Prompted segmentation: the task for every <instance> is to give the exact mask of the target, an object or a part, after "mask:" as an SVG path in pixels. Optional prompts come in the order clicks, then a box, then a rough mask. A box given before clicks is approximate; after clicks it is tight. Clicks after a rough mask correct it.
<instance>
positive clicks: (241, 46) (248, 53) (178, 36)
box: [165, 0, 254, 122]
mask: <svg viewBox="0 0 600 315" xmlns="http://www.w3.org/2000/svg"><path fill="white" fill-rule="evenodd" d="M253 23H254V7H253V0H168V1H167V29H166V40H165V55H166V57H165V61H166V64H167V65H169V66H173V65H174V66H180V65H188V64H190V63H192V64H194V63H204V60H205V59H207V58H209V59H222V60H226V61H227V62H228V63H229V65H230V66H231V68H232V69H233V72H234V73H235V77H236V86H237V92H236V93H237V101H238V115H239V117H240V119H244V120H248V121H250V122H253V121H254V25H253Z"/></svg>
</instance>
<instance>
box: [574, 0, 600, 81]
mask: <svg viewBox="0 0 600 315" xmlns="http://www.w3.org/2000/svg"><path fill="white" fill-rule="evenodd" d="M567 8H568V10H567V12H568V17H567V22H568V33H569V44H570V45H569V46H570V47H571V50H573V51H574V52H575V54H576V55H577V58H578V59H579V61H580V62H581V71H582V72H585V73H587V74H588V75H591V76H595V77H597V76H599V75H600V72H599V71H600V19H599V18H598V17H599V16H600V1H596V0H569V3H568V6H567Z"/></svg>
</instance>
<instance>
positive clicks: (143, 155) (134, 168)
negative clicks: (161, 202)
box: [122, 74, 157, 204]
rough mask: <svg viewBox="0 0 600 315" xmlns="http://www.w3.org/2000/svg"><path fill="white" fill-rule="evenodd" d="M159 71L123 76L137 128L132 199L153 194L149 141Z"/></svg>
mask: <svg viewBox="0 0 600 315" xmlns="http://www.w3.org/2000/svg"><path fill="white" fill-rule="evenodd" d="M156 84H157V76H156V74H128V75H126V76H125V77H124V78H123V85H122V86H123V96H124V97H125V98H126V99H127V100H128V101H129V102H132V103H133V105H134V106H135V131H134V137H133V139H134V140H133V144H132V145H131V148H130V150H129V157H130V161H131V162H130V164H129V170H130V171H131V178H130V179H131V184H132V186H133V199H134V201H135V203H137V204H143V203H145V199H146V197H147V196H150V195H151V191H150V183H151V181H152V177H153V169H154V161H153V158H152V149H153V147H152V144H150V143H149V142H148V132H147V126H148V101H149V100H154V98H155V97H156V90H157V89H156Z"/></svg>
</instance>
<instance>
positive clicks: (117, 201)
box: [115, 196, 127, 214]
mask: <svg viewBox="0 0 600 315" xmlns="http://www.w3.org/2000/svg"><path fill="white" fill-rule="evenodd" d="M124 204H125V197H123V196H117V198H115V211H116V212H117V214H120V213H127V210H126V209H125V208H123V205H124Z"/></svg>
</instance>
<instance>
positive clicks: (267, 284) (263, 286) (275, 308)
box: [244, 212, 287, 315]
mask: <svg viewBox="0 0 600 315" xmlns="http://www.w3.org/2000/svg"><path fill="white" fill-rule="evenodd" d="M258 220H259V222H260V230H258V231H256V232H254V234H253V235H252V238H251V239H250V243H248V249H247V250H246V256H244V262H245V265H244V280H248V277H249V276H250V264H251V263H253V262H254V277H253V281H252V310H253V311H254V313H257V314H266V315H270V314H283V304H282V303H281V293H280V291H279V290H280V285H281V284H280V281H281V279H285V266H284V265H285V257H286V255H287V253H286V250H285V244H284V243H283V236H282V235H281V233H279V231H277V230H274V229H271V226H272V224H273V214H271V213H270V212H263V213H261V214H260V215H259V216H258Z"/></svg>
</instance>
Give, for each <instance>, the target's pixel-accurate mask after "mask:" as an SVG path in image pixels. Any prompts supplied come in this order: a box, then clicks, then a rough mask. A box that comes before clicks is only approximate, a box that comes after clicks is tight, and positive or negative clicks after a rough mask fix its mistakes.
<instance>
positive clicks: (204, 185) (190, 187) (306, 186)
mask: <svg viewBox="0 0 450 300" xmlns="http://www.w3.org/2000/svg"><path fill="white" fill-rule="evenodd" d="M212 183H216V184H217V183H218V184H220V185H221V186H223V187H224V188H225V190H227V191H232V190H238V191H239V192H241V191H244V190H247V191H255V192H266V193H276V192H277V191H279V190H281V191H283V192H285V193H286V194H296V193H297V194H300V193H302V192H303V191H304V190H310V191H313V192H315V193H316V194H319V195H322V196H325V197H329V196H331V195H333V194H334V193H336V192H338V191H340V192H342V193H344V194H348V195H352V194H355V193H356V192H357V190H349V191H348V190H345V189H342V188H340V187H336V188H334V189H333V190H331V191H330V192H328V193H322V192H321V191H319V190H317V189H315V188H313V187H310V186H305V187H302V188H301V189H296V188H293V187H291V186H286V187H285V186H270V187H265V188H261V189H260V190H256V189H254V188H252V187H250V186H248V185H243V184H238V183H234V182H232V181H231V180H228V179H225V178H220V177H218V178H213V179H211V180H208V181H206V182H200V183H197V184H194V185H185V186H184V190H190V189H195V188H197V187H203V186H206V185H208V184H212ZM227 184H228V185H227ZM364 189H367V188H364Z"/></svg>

----

▶ YOUR OBJECTIVE
Copy out each line of the material in which the word "target" turns up.

▶ REPLY
Prompted segmentation: the task for every <instance> is to give the exact mask of the target, an object or a part, after "mask:" as an SVG path in pixels. Optional prompts come in the order clicks, then a box, then a rough mask. A box given before clicks is approximate; after clicks it is tight. Clicks after a rough mask correct it.
Give, for each <instance>, the target's pixel-accurate mask after "mask:" as an SVG path in image pixels. Any prompts supplied come in this order: a box, then clicks, then a rough mask. A box that comes before clicks is only approximate, a box that comes after clicks is tight, and positive or negative clicks after a rough mask fix its mistakes.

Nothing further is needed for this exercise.